▸ **PASSAGE PROVIDED**
"""
Since taking power in a coup two years ago, Myanmar’s military junta has suppressed people’s rights, cracked down on opposition, and used deadly force against civilians. To enable this, officials have clamped down on people’s communications and rolled out extensive digital surveillance systems. Now, new evidence shows how people are being tracked online and offline simultaneously.

In April this year, the military junta launched one of its deadliest air strikes—killing more than 160 people in the Kanbalu region in a single day. Following the strike, pro-junta Telegram channels systematically doxed people who showed support for the victims on social media, new research shared with WIRED shows. Their names, photos, and other personal information were all shared. Days after the doxing, which also revealed the real-world movements of some of the individuals, people were arrested and imprisoned.

The revelations from Myanmar Witness, a project run by the digital investigations group Centre for Information Resilience, demonstrates how oppressive forces can use people’s social media posts against them. It also shows the intense surveillance faced by people living under Myanmar’s military junta, which includes rolling internet shutdowns and increasing CCTV.

“The military regime and their supporters in Myanmar have weaponized the internet, and doxing has become the tip of the spear—the most aggressive way of intimidating people into silence, online and offline,” says Lu Aye, the lead investigator at Myanmar Witness. The group investigated the incident using open source intelligence techniques, comparing on-the-ground reports with digital evidence.
"""
▸ **DATA FOR ANALYSIS**
"""
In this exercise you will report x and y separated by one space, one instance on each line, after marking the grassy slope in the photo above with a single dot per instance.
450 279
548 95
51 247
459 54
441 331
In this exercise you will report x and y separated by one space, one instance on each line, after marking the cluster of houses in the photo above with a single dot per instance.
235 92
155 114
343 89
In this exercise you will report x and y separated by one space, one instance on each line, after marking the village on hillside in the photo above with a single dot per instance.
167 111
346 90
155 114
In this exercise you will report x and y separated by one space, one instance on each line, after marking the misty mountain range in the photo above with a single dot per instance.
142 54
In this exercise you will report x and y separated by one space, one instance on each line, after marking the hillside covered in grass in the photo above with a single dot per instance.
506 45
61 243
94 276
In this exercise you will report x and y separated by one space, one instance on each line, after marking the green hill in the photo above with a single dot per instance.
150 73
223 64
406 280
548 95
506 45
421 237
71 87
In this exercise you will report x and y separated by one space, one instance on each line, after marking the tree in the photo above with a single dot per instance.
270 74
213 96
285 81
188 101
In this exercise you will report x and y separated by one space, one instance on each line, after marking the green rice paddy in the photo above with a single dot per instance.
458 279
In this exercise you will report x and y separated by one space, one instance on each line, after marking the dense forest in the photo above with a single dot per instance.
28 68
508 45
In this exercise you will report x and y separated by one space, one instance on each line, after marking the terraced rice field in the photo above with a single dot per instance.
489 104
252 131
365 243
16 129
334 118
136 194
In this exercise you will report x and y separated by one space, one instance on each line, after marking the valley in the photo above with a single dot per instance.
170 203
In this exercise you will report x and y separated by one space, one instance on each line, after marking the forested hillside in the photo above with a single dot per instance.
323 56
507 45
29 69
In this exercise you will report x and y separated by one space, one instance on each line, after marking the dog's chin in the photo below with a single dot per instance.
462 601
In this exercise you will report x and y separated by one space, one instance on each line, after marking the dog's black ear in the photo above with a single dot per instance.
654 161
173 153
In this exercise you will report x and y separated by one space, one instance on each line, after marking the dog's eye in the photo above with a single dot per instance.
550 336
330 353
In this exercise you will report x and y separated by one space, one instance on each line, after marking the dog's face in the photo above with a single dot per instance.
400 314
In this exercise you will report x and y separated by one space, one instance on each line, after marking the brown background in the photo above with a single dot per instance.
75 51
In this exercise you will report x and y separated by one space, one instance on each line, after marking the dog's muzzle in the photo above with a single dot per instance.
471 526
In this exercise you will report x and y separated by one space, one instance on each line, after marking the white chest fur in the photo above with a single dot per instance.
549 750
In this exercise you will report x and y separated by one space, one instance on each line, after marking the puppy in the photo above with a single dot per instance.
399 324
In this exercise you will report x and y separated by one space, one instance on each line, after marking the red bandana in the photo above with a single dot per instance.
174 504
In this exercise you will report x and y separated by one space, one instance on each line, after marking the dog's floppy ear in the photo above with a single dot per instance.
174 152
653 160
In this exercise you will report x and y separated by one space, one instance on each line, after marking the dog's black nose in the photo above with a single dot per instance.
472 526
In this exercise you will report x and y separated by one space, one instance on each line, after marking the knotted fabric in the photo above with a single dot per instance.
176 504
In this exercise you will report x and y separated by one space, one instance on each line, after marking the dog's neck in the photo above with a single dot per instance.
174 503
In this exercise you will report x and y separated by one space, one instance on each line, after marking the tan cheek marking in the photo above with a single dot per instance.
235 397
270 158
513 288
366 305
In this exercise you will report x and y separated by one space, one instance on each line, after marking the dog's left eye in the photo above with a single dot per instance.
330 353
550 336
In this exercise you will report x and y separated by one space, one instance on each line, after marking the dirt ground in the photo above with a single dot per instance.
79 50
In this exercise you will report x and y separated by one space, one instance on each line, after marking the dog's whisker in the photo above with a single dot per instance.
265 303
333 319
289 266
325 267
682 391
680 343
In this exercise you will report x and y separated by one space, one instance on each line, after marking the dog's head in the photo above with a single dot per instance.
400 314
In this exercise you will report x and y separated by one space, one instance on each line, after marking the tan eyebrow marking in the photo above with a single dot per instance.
"""
"""
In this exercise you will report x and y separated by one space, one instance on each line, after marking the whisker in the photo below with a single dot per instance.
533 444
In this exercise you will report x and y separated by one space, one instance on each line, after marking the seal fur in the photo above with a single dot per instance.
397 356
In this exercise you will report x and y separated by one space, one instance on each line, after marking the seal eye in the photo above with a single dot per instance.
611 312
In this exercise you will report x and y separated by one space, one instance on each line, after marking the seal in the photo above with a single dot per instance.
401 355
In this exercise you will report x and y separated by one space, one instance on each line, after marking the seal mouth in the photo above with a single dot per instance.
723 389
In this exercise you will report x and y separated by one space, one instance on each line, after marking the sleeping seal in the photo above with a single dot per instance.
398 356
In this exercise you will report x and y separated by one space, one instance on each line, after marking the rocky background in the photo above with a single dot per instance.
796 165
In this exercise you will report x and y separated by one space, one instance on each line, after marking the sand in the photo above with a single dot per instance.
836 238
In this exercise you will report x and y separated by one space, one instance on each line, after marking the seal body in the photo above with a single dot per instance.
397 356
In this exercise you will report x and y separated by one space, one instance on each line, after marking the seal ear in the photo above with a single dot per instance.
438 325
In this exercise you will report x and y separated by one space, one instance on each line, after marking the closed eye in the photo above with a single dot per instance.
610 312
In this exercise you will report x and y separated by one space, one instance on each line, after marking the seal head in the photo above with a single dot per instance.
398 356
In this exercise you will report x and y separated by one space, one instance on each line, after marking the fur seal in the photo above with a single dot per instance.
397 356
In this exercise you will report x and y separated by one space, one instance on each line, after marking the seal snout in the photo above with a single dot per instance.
"""
▸ **LIST OF TASKS**
1. Using the passage on Myanmar's military junta, say whether each statement agrees with it, and support each yes or no with the deciding words quoted exactly: (a) The April air strike killed more than 160 people in one day. (b) Myanmar Witness is run by WIRED. (c) Arrests followed the doxing within days.
2. According to the passage on Myanmar's military junta, who is the lead investigator at Myanmar Witness?
The material is not needed for anything that follows.

▸ **PER-TASK ANSWERS**
1.
(a) Yes: "killing more than 160 people in the Kanbalu region in a single day."
(b) No: "a project run by the digital investigations group Centre for Information Resilience."
(c) Yes: "Days after the doxing, which also revealed the real-world movements of some of the individuals, people were arrested and imprisoned."

2. Lu Aye.